• **Excerpt provided**:
>>>

Making the decision to enter into the healthcare, mental health or education field is often sparked by a personal experience. Whether your own experience, or the experience of a loved one, healthcare professionals, educators, and mental health providers can often cite one or many personal reasons that guided them to their chosen professional path. For many of us, these transformative experiences will inform our life’s work.
After years of specialized education, hopeful students become early career professionals and may earn the privileged designation of licensed professional. This achievement affirms a level of competence, understanding and knowledge in a chosen field. For licensed professionals, continued learning will be an ongoing requirement throughout their career.
Though requirements vary across disciplines, professionals are often expected to earn a specified number of continuing education credits or professional development points over an outlined period of time to maintain their licensure. These requirements aim to ensure continued professional competence and up-to-date knowledge of practice and research developments.
Continuing education often highlights professional voices and outlines research and practice advancements, sharing with professionals invaluable information pertinent to their chosen fields. There are, however, identifiable opportunities to explore professional development practices to further bolster the competence of our professional community. One such opportunity is meaningful inclusion of the voices of those with lived experience.
Why First-Person Perspectives are Crucial
Gaining an accurate understanding of the needs and priorities of the community is a critical jumping-off point when developing impactful, targeted programs, practices and research advancements. Gotten wrong, the professional community solves a problem that is not, in fact, a priority. Members of the community served are the experts from whom professionals need to learn when determining the needs of the community.
First-person narratives also offer professionals invaluable information about the implementation of developed approaches, tools, and strategies. Research can tell us about the efficacy of an intervention when tested within a research context (i.e., “should it work”) and first-person perspectives can tell us about the effectiveness of interventions when applied in a real world context, such as a clinic or classroom (i.e., “does it work”). Members of the community served are the experts from whom professionals need to learn when understanding the impact of interventions.

<<<

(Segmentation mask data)
>>>

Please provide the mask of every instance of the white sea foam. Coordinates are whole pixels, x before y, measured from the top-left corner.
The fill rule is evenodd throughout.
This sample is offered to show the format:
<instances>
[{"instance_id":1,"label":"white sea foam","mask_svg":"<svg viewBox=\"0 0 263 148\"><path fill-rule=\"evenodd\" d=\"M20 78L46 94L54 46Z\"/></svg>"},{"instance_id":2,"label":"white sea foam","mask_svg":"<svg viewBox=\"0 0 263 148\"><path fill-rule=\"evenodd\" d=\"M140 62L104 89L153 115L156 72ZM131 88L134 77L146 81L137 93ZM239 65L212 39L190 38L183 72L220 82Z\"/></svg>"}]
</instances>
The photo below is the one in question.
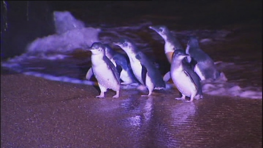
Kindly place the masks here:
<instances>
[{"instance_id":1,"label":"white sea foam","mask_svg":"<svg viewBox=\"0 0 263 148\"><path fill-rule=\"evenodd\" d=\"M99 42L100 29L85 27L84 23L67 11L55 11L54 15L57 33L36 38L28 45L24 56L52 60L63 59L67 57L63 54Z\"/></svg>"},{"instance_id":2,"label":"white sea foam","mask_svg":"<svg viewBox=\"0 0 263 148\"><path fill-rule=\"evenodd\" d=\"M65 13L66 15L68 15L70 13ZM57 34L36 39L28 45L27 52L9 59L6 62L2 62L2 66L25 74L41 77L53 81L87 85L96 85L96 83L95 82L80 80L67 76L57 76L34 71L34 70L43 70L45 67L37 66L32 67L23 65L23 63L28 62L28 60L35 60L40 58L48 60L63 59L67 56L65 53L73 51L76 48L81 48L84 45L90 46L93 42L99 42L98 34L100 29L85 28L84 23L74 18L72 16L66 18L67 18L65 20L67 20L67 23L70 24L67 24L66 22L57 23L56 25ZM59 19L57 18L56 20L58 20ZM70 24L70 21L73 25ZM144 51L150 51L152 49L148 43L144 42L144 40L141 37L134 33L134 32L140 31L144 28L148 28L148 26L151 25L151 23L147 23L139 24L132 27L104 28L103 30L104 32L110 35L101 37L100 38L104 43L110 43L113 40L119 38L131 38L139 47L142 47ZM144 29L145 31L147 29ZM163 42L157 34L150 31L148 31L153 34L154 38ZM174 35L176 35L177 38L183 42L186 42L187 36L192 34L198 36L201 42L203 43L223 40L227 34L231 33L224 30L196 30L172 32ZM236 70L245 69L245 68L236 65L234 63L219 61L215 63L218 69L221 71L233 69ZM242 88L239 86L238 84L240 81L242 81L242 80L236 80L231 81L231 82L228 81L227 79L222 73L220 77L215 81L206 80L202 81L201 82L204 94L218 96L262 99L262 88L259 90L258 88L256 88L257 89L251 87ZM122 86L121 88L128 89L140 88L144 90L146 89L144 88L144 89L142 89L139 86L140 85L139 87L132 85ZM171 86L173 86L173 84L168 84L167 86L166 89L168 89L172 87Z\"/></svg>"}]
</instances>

<<<
>>>

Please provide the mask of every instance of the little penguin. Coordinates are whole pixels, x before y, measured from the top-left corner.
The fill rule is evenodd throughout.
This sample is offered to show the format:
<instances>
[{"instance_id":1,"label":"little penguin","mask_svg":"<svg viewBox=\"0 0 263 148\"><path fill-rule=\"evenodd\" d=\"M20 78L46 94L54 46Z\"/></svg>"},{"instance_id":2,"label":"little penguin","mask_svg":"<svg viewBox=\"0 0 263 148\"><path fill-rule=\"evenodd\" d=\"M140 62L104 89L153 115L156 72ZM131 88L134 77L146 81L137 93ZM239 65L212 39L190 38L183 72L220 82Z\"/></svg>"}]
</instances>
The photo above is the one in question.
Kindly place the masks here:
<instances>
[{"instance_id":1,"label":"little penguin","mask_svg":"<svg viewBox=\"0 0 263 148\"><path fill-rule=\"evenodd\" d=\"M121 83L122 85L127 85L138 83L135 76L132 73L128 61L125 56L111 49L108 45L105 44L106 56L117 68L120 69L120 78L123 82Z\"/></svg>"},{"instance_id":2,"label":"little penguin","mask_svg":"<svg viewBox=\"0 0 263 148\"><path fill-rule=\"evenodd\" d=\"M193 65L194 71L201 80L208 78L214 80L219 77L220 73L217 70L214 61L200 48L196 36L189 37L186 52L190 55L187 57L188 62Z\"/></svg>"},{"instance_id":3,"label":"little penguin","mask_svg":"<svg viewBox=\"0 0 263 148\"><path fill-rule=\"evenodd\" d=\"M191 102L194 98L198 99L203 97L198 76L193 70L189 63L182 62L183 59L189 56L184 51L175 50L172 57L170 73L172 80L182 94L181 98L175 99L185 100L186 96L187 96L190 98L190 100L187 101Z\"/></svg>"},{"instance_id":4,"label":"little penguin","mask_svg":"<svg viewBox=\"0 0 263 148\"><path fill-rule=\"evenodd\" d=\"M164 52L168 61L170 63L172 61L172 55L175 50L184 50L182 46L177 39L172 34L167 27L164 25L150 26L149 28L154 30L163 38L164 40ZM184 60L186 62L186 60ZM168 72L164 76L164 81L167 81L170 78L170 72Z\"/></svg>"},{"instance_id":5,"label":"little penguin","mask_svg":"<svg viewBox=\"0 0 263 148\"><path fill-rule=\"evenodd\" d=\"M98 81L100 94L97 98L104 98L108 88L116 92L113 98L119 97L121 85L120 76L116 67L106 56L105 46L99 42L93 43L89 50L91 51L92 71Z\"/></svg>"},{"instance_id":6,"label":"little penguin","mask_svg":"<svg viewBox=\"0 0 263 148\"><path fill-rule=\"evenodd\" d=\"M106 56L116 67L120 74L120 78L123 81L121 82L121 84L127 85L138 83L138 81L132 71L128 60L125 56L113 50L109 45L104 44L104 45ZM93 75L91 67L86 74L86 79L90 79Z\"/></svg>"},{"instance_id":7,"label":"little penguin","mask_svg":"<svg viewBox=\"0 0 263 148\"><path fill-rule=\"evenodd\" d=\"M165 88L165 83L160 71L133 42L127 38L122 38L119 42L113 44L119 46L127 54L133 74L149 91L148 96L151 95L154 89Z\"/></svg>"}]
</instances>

<<<

• **Work task 1**:
In the article on continuing education, what can first-person perspectives tell us about interventions?
• **Work task 2**:
Summarize the article on continuing education in two sentences.
• **Work task 3**:
Carry the article on continuing education and lived experience forward from the point where it stops.

• **Expected answer 1**:
They can tell us about the effectiveness of interventions when applied in a real-world context, such as a clinic or classroom ("does it work").

• **Expected answer 2**:
Licensed professionals in healthcare, mental health and education are often required to earn continuing education credits to maintain their licensure and keep their knowledge current. The article argues that professional development should meaningfully include the voices of people with lived experience, since community members are the experts on the community's needs and on how interventions work in real-world settings.

• **Expected answer 3**:
Valuing Lived Experiences in Professional Development
Professional communities are beginning to recognize and respond to the critical need to include the voices, perspectives, and insight of individuals with lived experience in the development of program and research initiatives. Individuals with lived experience are advisors guiding next steps and leading the way for the professional community. But replicating this within professional development programs has identifiable barriers.
To be eligible to offer continuing education credits or professional development points, there are specific requirements for content developers, and these requirements can present barriers to achieving meaningful inclusion of first-person speakers. First-person narratives may not qualify as professional development offerings. There is room for intentional exploration of how our professional development requirements reflect how first-person narratives are valued within the professional community.
Opportunities to Enhance Professional Competence
Valuing first-person narratives as equally critical to continuing education services as professionals reviewing current clinical and research developments will only advance the aim of professional development requirements. Highlighting first-person narratives offers listeners both an accurate understanding of the needs and priorities of the community, as well as the effectiveness of intervention strategies. Professionals need to understand both the needs of the community as well as the impact of developed interventions to maintain professional competence.
Continuing education requirements hold professionals accountable for maintaining a level of competence and understanding. Increasing representation of self-advocates and individuals with lived experience within continuing education offerings will give professionals the education necessary to maintain professional competence. For many of us, a lived experience brought us to the field, and allowing lived experience to continue to guide our professions will only advance our ability to support our community moving forward.